● **Short exercise**
From the note on the Mark Steyn Club's seventh birthday, extract the passage starting with "Monday was The" and going on through "my eighth year!".

● **Document section**
※ ※ ※

Programming note: Tomorrow, Wednesday, I'll be hosting another edition of our Clubland Q&A taking questions from Steyn Clubbers live around the planet at 3pm North American Eastern - that's 8pm British Summer Time/9pm Central European.
Monday was The Mark Steyn Club's seventh birthday. I thank all our First Day Founding Members who opted to re-up for an eighth season. We hope all our First Week members will wish to do likewise as the days roll on. Richard Palmer writes from Texas:
As a First Day member seven years ago, I am glad to renew. Fight the good fight.
Alysia Lucas was sufficiently unimpressed that she waited till the second day, but is still with us:
Can't believe I'm starting my eighth year!
Nancy Knowlton in Michigan adds:
Happy Birthday to The Mark Steyn Club! What a great place to be! I'm having trouble keeping up with all the great content. But I'll keep trying. I'm several episodes behind on the Tales, and now there's a Non-Stop Number Ones that I can't wait to listen to. Thank you for the download option so I can catch it when I'm not hooked up to Internet. I'd also like to mention again that SteynOnline is the BEST organized and MOST navigable website on the World Wide Web.

※ ※ ※

● **Recorded data**
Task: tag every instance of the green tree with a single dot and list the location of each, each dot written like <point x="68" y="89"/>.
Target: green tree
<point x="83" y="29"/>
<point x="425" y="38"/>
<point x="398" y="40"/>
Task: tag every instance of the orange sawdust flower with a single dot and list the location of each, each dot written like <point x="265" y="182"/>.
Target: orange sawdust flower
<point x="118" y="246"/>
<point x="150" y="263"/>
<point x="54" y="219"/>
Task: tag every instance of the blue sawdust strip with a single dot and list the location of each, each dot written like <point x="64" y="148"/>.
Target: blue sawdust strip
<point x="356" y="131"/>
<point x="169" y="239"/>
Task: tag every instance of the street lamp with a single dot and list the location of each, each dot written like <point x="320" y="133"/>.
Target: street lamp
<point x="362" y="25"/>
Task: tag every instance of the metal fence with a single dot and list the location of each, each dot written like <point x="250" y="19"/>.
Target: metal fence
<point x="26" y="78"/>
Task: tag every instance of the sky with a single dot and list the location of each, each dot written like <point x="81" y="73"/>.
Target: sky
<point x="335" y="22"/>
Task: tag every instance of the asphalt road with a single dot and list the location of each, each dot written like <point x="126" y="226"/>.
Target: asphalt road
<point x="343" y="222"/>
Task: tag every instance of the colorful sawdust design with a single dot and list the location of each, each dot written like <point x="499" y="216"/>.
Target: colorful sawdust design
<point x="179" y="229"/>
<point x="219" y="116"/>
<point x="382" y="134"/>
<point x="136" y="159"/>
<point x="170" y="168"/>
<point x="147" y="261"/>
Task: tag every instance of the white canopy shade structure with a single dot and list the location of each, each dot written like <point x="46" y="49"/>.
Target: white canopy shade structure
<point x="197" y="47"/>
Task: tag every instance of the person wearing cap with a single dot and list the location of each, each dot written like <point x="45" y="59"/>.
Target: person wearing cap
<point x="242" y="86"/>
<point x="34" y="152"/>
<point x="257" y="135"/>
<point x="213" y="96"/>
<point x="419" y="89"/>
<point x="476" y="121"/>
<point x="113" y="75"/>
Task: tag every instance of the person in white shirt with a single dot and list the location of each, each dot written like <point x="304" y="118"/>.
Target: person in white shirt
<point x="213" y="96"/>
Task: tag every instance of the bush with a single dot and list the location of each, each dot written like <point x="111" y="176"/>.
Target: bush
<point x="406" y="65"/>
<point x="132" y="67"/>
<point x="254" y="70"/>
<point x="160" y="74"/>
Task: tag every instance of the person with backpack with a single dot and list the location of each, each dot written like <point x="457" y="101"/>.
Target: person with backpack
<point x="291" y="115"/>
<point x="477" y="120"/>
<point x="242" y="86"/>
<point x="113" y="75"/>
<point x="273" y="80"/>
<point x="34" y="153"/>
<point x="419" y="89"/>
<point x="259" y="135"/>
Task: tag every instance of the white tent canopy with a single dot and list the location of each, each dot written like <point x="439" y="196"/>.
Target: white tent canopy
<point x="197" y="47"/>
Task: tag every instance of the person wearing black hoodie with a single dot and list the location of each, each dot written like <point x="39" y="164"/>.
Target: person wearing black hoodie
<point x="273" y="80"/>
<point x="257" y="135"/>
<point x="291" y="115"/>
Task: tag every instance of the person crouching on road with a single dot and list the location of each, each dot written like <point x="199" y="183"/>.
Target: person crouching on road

※ ※ ※

● **Task answer**
Monday was The Mark Steyn Club's seventh birthday. I thank all our First Day Founding Members who opted to re-up for an eighth season. We hope all our First Week members will wish to do likewise as the days roll on. Richard Palmer writes from Texas:
As a First Day member seven years ago, I am glad to renew. Fight the good fight.
Alysia Lucas was sufficiently unimpressed that she waited till the second day, but is still with us:
Can't believe I'm starting my eighth year!